**Text section:**
— BEGIN —
To demonstrate this periodicity, the understanding of the following equation is necessary:

    \begin{equation*}0.\overline{0\ldots01} = \frac{1}{10^n-1}\end{equation*}


where the periodic part contains n-1 zeros

This equation is proven by the formula of the sum of geometric series2. Since the initial term is 10^{-n} and the common ratio is also 10^{-n}, the following formula can be used:

    \[a + ar + ar^2 + \cdots = \frac{a}{1-r}\]

where a is the initial term and r is the common ratio to get

    \[0.\overline{0\ldots01} = 10^{-n} + 10^{-2n} + \cdots = \frac{10^{-n}}{1-10^{-n}} = \frac{1}{10^n-1}\]

Having proven (1), consider any natural number p which cannot be divided by neither 2 nor 5. Then, there exists an integer m such that pm = 10^n-1 for some natural number n. This is proven by the Euler theorem. From the Euler theorem3,4, 10^{\phi(p)} \equiv 1 \pmod{p}, since p and 10 has no common divisor. Now, take n = \phi(p) and m = \frac{10^{\phi(p)}-1}{p}.

Next, let any rational number of the second type to be referred as r = \frac{q}{p \cdot 2^a \cdot 5^b}. To make the denominator some kind of form of 10^a, multiply some number k to both numerator and denominator and have r = \frac{qk}{p \cdot 10^l} for some natural numbers p,q,k,l. Then, multiple m to both numerator and denominator to get r = \frac{qkm}{(10^n-1) \cdot 10^l}. As the objective is to prove the periodicity of the decimal expression, 10^l will be ignored since it translates the decimals. Therefore, it needs to be proven that 10^l r = \frac{qkm}{10^n-1} has a periodic part. If qkm < 10^n-1, no additional step is needed, but if qkm \geq 10^n-1, subtract some integer c to make 10^l r - c = \frac{d}{10^n-1} for some 0 < d < 10^{n-1}. Because the number of digits in d is less than or equal to n, d can be expressed as d = \overline{e_1e_2e_3\ldots e_n} (some e_k can be zero). Finally, using \frac{1}{10^n-1} = 0.\overline{0\ldots01}, \frac{d}{10^n-1} = 0.\overline{e_1e_2\ldots e_n} can be concluded, successfully proving the infinite periodicity of the expression.

Consequently, these two different types of rational numbers can be summarized as the following:

Let r = \frac{p}{q} be a rational number where p and q are relatively prime natural numbers. If the prime factor of q is only 2 or 5, then the decimal expression of r is finite. If not, the decimal expression of r is infinite and has periodicity.
— END —
**To be done:** Please write out the part of the decimal proof that opens with the words containing "Consequently, these two" and closes with "and has periodicity.". These records were taken from a different source.

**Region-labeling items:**
— BEGIN —
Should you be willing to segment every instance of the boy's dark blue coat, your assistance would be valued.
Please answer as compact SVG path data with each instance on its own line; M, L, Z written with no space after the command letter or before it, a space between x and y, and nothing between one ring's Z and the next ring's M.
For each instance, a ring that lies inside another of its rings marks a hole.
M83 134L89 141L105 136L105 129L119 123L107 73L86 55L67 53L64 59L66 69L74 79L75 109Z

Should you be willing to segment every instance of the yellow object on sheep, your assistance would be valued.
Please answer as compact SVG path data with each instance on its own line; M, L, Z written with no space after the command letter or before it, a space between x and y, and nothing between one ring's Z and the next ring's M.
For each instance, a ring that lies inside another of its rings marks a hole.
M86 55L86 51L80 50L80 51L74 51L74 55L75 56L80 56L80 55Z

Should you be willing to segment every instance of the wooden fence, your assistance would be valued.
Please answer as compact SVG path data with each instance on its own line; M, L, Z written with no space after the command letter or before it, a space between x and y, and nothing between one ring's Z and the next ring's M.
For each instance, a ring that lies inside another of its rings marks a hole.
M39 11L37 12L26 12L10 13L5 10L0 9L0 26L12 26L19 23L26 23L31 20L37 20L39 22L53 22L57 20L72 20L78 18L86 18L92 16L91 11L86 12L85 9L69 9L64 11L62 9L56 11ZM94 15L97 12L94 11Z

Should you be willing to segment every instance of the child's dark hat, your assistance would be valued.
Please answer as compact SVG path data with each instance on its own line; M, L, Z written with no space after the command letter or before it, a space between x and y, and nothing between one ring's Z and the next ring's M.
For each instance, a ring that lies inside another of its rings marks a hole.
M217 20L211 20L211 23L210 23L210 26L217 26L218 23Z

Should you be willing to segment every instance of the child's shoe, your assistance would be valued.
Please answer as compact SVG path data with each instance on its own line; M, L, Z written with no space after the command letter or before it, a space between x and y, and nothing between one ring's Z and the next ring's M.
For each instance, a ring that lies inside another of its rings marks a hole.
— END —
**Finished task:**
Consequently, these two different types of rational numbers can be summarized as the following:

Let r = \frac{p}{q} be a rational number where p and q are relatively prime natural numbers. If the prime factor of q is only 2 or 5, then the decimal expression of r is finite. If not, the decimal expression of r is infinite and has periodicity.